◆ WHAT IS EXPECTED: Give back exactly the lines running from the line with "stone wall, one per instance" to the end of the entries, and only those lines.

◆ DATA ENTRIES:
------------
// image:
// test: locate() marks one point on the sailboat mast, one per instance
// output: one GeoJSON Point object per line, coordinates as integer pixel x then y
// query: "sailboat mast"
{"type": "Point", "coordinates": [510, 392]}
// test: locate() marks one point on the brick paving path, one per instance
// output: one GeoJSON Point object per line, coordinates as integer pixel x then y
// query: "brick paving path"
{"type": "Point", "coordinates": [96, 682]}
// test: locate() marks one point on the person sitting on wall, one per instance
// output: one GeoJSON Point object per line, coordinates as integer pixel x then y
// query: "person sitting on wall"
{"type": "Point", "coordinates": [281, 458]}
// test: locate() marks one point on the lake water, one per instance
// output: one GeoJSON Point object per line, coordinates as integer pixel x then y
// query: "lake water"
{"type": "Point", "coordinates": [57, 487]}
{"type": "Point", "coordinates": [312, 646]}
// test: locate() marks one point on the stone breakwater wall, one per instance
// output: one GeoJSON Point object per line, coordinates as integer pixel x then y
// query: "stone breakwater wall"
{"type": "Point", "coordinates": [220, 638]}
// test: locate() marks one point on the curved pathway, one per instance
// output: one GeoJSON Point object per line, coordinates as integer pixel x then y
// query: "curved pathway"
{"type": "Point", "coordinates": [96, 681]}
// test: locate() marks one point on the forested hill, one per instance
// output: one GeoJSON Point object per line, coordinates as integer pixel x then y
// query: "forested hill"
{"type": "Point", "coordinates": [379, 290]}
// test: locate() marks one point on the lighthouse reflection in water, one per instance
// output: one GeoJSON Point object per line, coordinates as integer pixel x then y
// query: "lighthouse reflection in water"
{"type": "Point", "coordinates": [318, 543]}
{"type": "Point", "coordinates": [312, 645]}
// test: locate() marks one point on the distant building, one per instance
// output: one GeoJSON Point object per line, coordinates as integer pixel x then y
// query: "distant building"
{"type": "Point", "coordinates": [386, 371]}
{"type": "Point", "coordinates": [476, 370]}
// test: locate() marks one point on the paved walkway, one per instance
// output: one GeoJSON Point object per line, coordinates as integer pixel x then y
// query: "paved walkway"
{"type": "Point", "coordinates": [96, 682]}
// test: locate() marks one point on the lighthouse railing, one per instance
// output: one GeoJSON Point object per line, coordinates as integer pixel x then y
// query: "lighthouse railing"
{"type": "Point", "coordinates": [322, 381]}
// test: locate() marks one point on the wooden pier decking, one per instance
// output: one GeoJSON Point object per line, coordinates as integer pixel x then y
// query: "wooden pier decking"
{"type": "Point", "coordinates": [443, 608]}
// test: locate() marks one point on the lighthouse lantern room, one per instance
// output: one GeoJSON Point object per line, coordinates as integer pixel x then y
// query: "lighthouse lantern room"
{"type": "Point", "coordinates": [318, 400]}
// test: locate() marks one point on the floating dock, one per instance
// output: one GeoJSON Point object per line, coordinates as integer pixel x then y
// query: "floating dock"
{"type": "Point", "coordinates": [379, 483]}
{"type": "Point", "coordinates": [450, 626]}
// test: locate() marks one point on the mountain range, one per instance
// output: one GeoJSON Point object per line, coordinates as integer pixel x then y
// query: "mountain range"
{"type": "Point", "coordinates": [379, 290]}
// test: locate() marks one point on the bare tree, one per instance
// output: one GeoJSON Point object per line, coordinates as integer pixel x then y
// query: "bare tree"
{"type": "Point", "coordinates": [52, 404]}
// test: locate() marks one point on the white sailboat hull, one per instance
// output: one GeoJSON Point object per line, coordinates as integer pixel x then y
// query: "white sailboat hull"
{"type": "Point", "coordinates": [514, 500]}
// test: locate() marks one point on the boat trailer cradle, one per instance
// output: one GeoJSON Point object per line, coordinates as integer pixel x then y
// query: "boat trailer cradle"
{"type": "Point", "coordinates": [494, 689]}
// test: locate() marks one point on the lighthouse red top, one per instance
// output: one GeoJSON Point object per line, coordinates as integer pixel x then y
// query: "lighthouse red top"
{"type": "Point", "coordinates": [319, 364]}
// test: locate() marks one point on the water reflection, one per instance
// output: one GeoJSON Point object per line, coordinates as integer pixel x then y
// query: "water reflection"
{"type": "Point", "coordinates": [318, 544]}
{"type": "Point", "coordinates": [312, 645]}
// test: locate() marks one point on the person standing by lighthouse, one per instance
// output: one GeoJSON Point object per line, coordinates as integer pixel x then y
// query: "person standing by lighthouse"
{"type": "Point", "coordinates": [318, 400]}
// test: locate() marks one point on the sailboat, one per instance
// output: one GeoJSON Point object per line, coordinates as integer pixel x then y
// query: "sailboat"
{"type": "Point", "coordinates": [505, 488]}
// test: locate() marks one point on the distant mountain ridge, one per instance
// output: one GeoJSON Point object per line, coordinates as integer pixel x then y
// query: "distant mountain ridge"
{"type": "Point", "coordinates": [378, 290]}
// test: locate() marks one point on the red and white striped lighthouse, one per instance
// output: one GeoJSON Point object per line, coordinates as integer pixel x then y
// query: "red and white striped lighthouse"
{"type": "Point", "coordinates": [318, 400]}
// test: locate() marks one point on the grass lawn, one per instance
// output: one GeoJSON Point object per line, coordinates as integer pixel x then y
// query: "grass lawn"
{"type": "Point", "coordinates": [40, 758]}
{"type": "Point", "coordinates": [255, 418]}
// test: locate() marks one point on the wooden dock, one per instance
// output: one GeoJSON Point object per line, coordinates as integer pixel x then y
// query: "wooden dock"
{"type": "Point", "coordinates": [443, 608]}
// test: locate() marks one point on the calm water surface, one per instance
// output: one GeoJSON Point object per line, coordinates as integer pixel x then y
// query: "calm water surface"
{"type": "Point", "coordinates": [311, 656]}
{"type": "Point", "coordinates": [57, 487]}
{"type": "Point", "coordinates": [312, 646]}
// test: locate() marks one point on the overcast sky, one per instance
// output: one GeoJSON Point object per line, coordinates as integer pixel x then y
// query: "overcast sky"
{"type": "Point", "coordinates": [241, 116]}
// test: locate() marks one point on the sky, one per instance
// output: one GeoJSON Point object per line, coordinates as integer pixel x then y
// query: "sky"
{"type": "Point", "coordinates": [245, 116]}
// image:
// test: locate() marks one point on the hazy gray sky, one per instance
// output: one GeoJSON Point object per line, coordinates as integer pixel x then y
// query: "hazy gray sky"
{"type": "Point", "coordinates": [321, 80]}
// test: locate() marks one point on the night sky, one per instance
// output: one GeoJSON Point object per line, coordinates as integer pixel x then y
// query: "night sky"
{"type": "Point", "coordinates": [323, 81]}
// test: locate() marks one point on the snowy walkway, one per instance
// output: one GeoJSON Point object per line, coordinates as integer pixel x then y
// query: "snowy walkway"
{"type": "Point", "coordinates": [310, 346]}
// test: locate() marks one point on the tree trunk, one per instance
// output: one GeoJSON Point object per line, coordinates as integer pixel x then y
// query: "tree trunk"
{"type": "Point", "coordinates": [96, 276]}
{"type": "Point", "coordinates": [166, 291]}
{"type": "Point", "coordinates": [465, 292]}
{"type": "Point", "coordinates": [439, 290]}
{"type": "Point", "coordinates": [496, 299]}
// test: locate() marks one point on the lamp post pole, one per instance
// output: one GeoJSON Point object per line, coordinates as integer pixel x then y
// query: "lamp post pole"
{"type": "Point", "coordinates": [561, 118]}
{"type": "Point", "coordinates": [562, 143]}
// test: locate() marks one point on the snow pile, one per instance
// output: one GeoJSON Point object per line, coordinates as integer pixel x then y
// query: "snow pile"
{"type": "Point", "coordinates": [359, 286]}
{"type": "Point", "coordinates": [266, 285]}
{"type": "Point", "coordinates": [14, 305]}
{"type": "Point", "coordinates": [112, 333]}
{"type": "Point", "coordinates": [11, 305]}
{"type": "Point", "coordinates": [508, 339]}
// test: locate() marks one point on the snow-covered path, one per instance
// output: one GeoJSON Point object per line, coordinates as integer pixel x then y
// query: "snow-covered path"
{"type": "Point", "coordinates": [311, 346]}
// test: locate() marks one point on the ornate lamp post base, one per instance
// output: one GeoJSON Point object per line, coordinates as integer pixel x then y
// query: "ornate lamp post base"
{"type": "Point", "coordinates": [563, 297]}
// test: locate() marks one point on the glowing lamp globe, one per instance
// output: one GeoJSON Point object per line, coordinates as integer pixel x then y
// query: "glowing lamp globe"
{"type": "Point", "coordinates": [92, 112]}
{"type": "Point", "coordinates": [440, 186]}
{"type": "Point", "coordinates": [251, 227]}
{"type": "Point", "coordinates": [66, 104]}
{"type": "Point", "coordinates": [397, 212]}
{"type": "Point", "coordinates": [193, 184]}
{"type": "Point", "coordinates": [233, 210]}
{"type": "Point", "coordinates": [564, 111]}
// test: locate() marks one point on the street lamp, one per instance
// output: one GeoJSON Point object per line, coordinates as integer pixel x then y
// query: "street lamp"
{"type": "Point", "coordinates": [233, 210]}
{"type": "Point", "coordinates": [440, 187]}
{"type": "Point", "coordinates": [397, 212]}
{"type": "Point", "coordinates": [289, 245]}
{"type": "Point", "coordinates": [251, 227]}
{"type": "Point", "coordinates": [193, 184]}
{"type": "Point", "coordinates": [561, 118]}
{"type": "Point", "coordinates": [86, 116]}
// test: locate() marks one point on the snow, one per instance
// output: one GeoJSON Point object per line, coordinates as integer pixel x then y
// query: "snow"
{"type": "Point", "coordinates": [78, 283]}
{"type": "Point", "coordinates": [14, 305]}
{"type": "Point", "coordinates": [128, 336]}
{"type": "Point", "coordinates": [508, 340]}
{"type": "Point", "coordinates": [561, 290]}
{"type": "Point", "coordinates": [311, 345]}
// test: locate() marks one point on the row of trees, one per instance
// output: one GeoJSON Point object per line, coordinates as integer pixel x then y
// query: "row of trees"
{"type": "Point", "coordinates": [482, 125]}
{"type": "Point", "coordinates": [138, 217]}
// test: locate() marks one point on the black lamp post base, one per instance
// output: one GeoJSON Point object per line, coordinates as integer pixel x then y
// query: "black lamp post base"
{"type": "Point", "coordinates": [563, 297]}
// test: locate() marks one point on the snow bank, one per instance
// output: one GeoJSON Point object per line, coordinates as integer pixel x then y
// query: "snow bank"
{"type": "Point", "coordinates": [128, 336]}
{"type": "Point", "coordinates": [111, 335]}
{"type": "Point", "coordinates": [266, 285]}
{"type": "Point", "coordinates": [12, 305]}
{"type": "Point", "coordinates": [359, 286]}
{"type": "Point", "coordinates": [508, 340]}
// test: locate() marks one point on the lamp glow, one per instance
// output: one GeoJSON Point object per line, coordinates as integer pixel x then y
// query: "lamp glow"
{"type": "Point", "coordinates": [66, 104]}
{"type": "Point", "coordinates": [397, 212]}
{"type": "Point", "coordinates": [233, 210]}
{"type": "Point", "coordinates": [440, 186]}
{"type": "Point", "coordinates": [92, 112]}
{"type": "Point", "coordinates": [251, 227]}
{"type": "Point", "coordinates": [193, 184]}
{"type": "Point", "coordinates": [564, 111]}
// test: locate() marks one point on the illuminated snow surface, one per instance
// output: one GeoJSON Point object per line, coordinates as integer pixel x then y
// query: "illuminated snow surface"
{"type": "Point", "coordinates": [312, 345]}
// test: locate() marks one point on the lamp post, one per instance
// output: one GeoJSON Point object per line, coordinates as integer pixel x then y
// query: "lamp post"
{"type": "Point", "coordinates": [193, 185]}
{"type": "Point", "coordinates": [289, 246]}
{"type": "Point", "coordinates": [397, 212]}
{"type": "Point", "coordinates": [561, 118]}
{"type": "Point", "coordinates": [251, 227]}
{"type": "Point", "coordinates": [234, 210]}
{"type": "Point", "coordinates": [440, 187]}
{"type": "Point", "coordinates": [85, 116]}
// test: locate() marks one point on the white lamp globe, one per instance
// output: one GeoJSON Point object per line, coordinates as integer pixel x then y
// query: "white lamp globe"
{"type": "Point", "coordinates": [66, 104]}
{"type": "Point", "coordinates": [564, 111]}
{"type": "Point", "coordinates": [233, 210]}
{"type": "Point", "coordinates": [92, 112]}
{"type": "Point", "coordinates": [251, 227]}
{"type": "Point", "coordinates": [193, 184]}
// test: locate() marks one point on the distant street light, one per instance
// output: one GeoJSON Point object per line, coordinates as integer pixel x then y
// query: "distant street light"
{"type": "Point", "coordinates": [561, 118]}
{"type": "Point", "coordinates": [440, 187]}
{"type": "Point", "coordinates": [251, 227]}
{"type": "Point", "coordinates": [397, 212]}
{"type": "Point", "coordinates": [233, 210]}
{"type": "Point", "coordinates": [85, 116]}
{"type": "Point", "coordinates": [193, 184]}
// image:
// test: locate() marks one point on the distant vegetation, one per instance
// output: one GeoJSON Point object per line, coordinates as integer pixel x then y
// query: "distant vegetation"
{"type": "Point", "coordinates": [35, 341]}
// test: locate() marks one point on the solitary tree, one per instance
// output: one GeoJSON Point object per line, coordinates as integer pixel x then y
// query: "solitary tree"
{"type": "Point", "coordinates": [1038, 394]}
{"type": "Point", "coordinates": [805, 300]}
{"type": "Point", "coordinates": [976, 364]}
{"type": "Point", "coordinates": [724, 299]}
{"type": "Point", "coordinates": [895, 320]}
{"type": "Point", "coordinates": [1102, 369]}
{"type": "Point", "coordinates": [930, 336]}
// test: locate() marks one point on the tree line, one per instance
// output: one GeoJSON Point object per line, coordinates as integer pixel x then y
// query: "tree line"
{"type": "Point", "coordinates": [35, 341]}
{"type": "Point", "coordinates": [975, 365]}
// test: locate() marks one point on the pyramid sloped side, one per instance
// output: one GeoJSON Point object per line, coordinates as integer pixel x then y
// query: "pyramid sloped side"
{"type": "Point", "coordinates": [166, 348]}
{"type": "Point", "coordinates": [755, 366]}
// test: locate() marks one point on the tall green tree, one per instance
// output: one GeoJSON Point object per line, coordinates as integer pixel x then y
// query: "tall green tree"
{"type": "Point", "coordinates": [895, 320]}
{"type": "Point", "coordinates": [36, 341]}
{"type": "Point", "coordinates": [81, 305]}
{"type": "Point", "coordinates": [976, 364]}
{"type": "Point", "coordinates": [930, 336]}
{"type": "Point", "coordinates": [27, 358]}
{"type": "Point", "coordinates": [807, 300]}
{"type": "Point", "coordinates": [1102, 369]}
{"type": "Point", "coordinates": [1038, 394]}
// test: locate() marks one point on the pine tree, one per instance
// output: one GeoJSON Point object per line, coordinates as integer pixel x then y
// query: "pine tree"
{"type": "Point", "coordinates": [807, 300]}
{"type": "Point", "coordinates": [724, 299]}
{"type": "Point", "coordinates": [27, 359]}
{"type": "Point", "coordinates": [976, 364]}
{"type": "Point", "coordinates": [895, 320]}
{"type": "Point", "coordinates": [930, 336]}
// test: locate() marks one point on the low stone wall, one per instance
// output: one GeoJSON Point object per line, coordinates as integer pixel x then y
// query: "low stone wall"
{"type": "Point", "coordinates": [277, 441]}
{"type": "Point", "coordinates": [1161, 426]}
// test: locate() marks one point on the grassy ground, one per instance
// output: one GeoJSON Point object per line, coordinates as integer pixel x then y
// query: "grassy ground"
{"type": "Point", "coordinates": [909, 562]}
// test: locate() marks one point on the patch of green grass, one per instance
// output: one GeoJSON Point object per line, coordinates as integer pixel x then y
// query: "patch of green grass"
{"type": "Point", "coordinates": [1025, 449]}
------------
◆ TASK OUTPUT:
// test: locate() marks one point on the low stone wall, one per instance
// output: one GeoJSON Point object per line, coordinates as integer pixel x then y
// query: "low stone wall"
{"type": "Point", "coordinates": [277, 441]}
{"type": "Point", "coordinates": [1161, 426]}
// test: locate() marks one point on the grassy ground, one per instance
// output: one GeoJSON Point object per line, coordinates as integer pixel x then y
// query: "grassy ground"
{"type": "Point", "coordinates": [909, 562]}
// test: locate() marks one point on the patch of green grass, one per instance
// output: one GeoJSON Point object per line, coordinates as integer pixel x then y
// query: "patch of green grass"
{"type": "Point", "coordinates": [1025, 449]}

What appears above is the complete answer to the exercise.